Maroni: "Fuori ladri e ciarlatani". Poi schiera tutti con Umberto

Subito prima dell’avviso di garanzia su Facebook invoca pulizia. In serata difende il Senatùr: "Ultracerto della sua buona fede". Coro di solidarietà da Tosi a Salvini

Maroni: "Fuori ladri e ciarlatani". Poi schiera tutti con Umberto

Roma - Nuove indagini sulla Lega, nuovi sospetti dentro la Lega. Tre ore prima che le agenzie battesse­ro la notizia di Bossi indagato per truffa, il suo predestinato succes­sore (per altri, il suo liquidatore) Roberto Maroni scrive su Face­book: «Per faccendieri,ladri e ciar­latani non c’è posto nella Lega del futuro. Largo ai giovani». Una coin­cidenza temporale? Dalle parti di Bossi sono straconvinti di no, co­me già per la prima perquisizione­ shock nella sede leghista, il ritor­nello è sempre: Maroni è stato mi­nistro della polizia, non poteva non sapere.

Forse Maroni sapeva, forse no, e forse non si riferiva all’Umberto (in serata in effetti dice: «Conosco Bossi da una vita e sono ultracerto della sua totale buona fede»). La vera di Maroni è: «difendiamolo, finché è difendibile...». Perché si parla di indagini che stanno sca­vando nel periodo pre-Belsito, quando il tesoriere era Balocchi, e il capo sempre Umberto Bossi. Se uscissero bonifici e prelievi per The Family , crollerebbe la teoria della «buona fede» raggirata dal furbacchione Belsito, e insieme crollerebbe anche Bossi. Un’altra pesantissima mazzata sul partito e su Bossi, già messo male e abban­donato ( ieri, in via Bellerio, era so­lo come un cane). Certo, gli avvisi di garanzia erano nell’aria da gior­ni, largamente attesi. Ma la convin­zione dei leghisti è che sia andata in onda solo la prima parte del film, e che i prossimi avvisi riguar­deranno la moglie di Bossi, Rosi Mauro (posizioni già«al vaglio»de­gli inquirenti), altri imprenditori legati all’operazione Tanzania e qualche pezzo grosso del Carroc­cio.

§ §

CONSEGNA - Traduci in inglese questa frase dell'articolo su Maroni e la Lega: «Certo, gli avvisi di garanzia erano nell’aria da giorni, largamente attesi.» L'elenco non ha alcun legame con il testo.

DATI ARCHIVIATI -
§ §

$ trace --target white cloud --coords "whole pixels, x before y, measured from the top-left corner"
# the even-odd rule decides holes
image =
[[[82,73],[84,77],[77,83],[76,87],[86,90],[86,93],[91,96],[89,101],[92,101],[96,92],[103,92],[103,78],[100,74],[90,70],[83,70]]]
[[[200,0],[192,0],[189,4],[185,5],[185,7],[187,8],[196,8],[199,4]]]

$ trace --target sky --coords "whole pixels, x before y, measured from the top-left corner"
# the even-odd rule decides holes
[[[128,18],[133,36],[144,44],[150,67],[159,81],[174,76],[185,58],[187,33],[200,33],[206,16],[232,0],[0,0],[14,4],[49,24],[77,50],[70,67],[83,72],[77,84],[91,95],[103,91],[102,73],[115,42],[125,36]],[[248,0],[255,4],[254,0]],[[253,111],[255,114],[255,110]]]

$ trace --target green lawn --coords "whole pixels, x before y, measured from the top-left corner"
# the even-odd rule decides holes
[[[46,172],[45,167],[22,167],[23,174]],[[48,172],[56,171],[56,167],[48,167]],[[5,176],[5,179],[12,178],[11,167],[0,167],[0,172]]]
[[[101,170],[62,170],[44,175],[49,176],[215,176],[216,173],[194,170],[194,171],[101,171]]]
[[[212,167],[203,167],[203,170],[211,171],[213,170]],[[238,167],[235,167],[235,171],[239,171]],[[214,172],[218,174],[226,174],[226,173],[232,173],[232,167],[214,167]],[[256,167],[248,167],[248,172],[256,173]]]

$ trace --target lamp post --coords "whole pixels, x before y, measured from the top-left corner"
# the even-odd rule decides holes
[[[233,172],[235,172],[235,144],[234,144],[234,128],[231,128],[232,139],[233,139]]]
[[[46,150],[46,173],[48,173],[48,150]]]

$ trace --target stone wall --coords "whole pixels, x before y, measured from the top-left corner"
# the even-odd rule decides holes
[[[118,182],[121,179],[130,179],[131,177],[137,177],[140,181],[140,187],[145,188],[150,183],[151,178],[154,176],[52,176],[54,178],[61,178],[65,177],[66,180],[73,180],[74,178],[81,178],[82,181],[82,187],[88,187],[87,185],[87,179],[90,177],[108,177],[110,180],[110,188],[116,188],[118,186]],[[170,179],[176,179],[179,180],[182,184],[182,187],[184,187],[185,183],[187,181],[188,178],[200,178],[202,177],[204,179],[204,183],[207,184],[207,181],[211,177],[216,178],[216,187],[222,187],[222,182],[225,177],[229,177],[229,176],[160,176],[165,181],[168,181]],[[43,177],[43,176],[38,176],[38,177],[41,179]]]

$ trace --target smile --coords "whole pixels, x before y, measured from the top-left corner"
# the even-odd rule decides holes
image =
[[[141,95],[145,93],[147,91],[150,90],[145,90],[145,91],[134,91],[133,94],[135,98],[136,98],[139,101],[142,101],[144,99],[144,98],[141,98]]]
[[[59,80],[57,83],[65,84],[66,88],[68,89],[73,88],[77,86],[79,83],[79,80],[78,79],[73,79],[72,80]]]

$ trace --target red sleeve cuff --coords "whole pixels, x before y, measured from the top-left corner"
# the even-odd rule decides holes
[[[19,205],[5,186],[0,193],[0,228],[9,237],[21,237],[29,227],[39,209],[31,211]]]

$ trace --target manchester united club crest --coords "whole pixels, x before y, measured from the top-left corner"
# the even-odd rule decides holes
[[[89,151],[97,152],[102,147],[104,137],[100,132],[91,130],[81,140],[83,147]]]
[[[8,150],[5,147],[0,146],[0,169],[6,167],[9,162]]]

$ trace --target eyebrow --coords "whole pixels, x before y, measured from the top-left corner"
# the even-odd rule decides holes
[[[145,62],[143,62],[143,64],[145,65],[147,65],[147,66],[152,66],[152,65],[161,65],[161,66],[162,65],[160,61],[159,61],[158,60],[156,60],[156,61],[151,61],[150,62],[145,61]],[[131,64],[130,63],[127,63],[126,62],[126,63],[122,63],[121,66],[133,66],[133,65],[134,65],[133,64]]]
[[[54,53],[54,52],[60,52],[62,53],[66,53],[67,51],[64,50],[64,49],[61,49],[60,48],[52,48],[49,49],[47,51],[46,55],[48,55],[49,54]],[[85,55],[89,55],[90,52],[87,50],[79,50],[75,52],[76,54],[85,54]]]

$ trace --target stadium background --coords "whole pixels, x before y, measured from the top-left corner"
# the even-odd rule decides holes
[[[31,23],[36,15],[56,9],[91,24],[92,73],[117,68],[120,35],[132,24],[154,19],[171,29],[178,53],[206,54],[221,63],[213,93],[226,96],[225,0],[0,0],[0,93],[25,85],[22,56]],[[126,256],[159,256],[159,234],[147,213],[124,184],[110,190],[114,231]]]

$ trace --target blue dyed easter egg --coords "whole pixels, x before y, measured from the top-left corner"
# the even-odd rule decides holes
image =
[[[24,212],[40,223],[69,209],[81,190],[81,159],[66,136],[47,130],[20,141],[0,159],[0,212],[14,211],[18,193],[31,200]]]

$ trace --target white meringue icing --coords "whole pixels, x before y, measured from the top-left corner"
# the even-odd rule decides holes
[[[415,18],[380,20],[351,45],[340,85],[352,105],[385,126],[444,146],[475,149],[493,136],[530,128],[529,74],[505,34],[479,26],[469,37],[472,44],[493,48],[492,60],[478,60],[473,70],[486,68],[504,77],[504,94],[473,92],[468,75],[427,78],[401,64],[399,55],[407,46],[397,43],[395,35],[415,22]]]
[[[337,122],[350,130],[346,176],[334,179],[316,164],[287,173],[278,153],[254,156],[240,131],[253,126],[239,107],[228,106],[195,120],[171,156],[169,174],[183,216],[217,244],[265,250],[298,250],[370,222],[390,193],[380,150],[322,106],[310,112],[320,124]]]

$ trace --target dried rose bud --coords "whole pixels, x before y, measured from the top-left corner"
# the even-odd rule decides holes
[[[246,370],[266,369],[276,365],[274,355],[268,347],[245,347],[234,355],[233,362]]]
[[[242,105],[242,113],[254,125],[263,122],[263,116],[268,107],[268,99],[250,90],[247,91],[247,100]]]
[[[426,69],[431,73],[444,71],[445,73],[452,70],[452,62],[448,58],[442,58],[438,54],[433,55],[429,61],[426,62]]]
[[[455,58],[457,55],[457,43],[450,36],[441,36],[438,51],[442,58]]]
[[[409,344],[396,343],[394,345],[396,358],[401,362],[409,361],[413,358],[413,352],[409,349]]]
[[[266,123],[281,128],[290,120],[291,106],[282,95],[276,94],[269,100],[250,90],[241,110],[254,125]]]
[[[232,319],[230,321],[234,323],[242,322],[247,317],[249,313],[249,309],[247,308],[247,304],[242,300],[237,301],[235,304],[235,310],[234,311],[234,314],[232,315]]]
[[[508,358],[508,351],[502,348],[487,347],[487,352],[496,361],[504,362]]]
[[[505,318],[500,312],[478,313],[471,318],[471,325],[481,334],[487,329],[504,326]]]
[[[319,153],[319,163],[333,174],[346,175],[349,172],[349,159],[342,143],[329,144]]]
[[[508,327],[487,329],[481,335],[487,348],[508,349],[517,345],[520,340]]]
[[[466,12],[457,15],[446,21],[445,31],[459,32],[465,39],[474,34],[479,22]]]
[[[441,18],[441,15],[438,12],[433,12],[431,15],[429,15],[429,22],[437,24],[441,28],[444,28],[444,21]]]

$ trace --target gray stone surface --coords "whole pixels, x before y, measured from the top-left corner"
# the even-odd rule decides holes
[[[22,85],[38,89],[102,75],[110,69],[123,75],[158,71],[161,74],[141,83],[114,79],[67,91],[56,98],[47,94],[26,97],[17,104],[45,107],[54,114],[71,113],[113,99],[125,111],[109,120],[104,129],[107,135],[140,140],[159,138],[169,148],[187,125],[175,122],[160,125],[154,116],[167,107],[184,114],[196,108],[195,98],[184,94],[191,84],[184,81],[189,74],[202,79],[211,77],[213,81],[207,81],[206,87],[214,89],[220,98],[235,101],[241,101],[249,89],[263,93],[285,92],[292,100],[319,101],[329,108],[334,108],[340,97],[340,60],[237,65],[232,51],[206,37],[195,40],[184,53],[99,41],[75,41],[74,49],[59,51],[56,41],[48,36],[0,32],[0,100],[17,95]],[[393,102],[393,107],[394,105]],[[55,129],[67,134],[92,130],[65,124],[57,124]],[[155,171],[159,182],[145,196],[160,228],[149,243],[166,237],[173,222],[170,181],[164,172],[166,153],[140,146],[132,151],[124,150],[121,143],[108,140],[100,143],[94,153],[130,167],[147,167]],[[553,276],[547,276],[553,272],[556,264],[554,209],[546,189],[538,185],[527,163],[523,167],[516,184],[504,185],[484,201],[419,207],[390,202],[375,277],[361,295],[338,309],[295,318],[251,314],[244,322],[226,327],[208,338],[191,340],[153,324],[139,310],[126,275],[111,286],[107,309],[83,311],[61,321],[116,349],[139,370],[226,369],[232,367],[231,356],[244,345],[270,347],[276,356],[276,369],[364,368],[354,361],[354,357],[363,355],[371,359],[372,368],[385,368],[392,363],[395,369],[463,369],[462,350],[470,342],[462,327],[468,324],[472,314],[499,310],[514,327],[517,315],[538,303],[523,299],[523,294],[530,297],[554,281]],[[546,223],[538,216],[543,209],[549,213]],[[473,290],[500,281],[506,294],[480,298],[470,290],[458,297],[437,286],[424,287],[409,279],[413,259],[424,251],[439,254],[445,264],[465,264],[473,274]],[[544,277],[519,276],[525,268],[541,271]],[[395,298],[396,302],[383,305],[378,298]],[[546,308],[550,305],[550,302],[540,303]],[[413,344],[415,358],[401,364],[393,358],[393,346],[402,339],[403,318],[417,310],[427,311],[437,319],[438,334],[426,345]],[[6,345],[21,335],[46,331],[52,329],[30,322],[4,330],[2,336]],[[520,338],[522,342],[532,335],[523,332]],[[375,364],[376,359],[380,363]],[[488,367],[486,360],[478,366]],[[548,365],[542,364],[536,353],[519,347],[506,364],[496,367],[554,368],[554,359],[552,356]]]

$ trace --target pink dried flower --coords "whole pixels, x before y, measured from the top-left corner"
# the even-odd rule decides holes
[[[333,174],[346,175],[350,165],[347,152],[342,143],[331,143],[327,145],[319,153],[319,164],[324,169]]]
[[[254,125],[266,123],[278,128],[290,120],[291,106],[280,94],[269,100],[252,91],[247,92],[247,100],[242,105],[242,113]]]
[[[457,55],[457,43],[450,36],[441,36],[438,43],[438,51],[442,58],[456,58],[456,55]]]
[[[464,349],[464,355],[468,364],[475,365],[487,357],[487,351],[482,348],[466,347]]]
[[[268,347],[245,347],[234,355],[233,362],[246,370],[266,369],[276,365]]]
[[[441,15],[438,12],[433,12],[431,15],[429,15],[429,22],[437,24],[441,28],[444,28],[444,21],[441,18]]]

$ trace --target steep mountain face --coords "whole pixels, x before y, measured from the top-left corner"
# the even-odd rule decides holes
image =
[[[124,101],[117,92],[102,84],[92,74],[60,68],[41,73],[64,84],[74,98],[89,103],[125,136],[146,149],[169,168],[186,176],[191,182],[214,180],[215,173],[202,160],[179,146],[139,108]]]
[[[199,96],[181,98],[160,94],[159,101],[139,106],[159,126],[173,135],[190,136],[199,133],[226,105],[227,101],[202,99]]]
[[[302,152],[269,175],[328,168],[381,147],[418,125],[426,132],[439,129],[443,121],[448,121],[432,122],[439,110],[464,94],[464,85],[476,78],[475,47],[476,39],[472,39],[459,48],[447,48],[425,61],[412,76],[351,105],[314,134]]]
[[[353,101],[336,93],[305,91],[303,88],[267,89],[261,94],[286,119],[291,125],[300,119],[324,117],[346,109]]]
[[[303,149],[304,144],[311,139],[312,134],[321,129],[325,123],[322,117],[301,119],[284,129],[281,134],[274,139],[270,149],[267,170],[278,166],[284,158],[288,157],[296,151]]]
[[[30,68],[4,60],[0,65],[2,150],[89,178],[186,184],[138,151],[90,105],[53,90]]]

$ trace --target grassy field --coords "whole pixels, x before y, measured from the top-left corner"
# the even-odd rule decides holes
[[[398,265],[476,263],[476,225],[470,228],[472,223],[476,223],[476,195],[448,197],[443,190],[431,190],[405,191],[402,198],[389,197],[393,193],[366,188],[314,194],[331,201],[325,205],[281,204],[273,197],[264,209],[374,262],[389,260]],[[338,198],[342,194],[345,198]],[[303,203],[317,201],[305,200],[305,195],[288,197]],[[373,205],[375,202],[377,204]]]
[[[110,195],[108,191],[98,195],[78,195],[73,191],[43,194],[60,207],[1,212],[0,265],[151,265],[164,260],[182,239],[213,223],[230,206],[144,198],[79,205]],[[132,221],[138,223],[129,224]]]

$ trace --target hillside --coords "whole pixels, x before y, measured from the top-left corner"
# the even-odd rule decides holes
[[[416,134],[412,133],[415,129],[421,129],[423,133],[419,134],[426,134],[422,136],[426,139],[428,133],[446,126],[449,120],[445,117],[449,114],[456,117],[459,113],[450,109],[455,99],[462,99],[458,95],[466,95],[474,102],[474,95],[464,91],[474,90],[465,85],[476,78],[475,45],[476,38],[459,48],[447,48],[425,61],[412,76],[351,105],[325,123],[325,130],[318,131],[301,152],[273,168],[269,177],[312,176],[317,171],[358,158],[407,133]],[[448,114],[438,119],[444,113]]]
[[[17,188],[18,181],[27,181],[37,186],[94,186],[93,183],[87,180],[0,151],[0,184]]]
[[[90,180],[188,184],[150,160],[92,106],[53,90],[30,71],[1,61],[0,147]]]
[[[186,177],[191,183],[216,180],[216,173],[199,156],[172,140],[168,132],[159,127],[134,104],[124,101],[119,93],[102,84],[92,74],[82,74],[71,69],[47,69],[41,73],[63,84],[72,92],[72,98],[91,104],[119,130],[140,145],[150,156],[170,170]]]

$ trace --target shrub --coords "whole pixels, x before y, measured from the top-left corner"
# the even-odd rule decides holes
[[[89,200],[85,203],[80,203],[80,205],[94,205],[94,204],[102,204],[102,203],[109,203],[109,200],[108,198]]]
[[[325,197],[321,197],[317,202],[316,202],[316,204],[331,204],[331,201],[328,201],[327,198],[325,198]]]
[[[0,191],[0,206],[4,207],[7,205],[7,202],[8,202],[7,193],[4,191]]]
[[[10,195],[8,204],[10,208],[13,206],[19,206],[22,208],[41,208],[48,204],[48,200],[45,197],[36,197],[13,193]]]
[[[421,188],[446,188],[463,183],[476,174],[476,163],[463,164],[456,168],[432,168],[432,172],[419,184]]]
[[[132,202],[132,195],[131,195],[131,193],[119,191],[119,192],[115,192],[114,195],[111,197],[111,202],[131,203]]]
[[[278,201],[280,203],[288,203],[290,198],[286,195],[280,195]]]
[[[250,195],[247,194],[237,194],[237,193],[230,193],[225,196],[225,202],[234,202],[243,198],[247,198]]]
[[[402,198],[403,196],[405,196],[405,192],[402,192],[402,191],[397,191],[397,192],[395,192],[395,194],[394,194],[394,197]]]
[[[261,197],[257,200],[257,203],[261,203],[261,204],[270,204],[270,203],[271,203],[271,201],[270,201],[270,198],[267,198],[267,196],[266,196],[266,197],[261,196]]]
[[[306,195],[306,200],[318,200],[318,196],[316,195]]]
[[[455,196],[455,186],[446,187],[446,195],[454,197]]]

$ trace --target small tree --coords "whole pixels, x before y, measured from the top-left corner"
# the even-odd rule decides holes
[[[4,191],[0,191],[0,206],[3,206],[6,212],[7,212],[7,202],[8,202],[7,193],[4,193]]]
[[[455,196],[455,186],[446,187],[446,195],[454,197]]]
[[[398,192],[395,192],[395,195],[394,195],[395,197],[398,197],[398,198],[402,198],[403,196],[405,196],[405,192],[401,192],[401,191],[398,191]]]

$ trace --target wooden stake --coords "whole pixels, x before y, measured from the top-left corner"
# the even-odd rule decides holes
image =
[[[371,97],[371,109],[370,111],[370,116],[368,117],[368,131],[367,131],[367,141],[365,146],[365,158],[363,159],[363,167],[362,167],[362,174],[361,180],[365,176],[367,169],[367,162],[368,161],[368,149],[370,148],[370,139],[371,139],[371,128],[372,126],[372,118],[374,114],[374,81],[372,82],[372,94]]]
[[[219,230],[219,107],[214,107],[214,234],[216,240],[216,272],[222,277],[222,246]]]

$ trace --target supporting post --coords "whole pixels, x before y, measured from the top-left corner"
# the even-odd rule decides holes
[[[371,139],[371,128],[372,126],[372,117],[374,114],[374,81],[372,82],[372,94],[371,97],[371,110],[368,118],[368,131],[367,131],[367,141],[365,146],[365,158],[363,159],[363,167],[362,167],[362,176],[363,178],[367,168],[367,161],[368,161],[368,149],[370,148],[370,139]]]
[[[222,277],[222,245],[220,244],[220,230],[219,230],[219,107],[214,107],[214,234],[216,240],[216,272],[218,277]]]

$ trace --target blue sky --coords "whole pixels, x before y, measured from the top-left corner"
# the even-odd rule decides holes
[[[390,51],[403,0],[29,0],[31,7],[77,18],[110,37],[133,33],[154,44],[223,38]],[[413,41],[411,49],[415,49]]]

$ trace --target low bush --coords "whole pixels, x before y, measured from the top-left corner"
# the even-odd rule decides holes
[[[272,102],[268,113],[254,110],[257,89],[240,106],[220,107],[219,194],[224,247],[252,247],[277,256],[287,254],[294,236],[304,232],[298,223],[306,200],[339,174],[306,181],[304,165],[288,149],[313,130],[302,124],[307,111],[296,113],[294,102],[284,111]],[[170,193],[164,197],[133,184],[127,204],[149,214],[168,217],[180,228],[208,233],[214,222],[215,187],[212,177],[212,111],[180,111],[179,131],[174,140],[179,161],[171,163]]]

§ §

SVOLGIMENTO - Of course, the notices of investigation had been in the air for days and were widely expected.